(Region outline entries)
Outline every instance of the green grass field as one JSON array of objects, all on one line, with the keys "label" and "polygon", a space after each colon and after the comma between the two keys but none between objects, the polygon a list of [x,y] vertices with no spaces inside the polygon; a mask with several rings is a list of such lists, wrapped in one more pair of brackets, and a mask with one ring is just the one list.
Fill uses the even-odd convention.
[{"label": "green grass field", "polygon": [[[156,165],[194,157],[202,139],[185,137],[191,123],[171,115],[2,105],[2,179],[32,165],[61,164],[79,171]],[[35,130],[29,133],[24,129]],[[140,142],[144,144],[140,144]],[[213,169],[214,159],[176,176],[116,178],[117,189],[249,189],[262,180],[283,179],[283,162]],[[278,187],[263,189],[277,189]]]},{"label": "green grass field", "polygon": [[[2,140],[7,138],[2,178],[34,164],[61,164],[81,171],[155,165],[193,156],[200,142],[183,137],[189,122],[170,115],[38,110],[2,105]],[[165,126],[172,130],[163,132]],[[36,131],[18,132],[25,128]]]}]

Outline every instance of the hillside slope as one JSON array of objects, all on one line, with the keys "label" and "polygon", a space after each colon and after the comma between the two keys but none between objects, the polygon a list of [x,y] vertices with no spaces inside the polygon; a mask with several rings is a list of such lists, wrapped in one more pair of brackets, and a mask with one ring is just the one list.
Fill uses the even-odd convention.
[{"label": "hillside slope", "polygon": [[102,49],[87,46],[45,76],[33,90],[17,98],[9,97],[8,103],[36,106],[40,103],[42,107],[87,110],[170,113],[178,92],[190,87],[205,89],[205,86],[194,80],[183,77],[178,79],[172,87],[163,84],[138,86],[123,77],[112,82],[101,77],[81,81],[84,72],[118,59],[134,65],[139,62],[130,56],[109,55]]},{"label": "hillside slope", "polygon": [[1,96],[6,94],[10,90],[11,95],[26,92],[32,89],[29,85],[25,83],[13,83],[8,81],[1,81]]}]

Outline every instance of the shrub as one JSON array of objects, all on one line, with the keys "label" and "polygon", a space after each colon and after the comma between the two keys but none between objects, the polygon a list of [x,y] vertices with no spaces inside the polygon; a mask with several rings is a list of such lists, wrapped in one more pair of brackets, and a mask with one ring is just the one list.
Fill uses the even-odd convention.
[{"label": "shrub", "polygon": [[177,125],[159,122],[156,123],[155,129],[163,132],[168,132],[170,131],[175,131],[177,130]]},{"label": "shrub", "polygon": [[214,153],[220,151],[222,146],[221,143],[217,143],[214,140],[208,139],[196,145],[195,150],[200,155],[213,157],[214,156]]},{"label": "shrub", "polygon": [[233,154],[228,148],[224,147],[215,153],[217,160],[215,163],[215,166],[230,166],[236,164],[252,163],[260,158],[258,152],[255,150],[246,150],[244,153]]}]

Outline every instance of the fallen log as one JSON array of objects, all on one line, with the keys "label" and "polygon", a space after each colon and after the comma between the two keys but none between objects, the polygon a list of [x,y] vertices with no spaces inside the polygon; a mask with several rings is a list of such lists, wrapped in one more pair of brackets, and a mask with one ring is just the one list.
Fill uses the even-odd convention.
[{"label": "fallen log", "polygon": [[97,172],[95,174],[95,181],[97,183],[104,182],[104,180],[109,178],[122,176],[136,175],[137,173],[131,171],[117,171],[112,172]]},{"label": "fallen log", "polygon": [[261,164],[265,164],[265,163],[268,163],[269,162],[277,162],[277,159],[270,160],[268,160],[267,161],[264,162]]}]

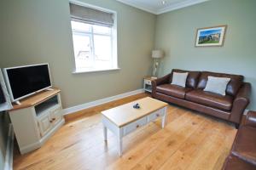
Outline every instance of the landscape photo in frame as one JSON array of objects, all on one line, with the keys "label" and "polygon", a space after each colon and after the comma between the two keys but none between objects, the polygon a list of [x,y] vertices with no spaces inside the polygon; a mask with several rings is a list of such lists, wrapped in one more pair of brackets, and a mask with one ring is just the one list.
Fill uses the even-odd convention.
[{"label": "landscape photo in frame", "polygon": [[226,29],[227,26],[197,29],[195,47],[223,46]]}]

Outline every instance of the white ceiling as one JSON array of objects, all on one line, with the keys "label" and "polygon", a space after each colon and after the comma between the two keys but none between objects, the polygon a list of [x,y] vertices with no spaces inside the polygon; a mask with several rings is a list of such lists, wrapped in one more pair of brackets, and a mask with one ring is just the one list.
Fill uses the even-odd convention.
[{"label": "white ceiling", "polygon": [[209,0],[116,0],[132,7],[160,14],[172,10],[195,5]]}]

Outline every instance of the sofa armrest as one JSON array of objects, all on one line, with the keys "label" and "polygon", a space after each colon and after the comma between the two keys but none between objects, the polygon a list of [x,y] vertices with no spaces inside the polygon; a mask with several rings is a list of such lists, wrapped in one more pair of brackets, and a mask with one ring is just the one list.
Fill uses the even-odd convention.
[{"label": "sofa armrest", "polygon": [[245,126],[256,128],[256,111],[248,111],[245,121]]},{"label": "sofa armrest", "polygon": [[230,116],[230,121],[240,124],[241,116],[250,103],[251,84],[244,82],[239,89],[234,101]]},{"label": "sofa armrest", "polygon": [[154,98],[156,87],[161,84],[168,83],[170,81],[171,73],[167,74],[160,78],[155,79],[152,81],[152,97]]}]

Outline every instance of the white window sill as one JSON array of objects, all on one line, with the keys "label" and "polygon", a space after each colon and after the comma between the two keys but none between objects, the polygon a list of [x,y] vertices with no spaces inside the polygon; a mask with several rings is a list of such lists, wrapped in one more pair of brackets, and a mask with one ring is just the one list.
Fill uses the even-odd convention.
[{"label": "white window sill", "polygon": [[73,74],[80,74],[80,73],[90,73],[90,72],[102,72],[102,71],[118,71],[120,70],[120,68],[110,68],[110,69],[90,69],[90,70],[82,70],[82,71],[73,71]]}]

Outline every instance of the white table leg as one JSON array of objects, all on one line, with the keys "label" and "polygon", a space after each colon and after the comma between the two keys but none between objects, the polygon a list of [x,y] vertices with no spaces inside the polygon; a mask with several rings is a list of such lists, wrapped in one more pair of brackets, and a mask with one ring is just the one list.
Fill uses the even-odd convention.
[{"label": "white table leg", "polygon": [[163,117],[162,117],[162,128],[165,128],[165,124],[166,124],[166,107],[164,108],[163,111],[164,111],[164,116],[163,116]]},{"label": "white table leg", "polygon": [[104,133],[104,140],[107,141],[108,139],[108,129],[107,128],[103,125],[103,133]]},{"label": "white table leg", "polygon": [[118,148],[119,148],[119,156],[123,154],[123,136],[121,133],[121,130],[119,130],[119,134],[117,135],[117,143],[118,143]]}]

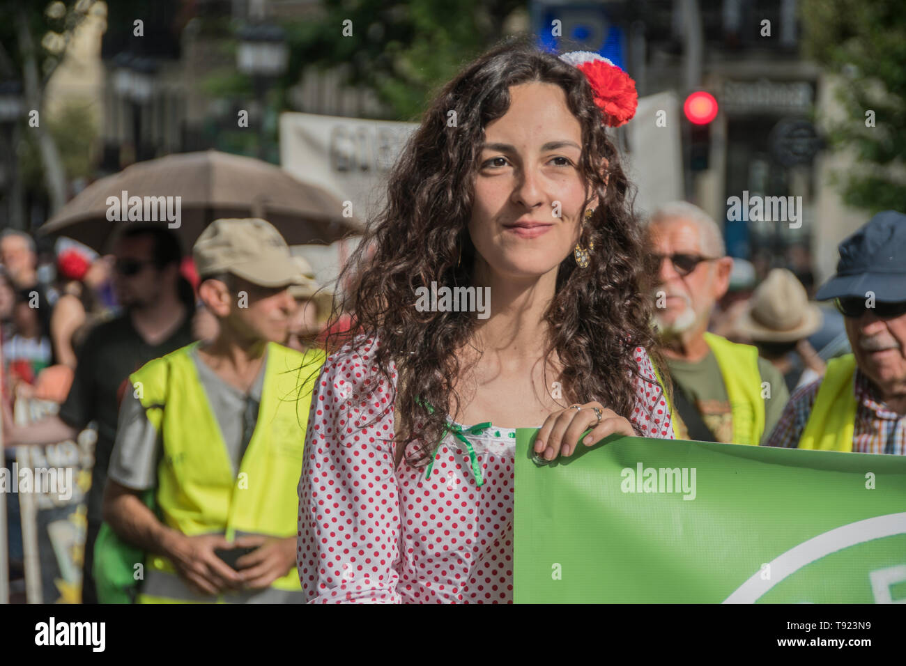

*TO DO*
Pull out every line of the rows above that contains the string "fallen", matching case exactly.

*WRITTEN ANSWER*
Outline every instance of the fallen log as one JSON array of objects, all on one line, with the keys "label" and "polygon", a space after each colon and after the comma between the two keys but none between objects, the polygon a list of [x,y] vertices with no spaces inside the polygon; a mask with several rings is a list of such lists, wrapped in one more pair of brackets, and a mask with one ring is just the one list.
[{"label": "fallen log", "polygon": [[97,172],[95,174],[95,181],[97,183],[104,182],[104,180],[109,178],[122,176],[136,175],[137,173],[131,171],[117,171],[112,172]]},{"label": "fallen log", "polygon": [[261,164],[265,164],[265,163],[268,163],[269,162],[277,162],[277,159],[270,160],[268,160],[267,161],[264,162]]}]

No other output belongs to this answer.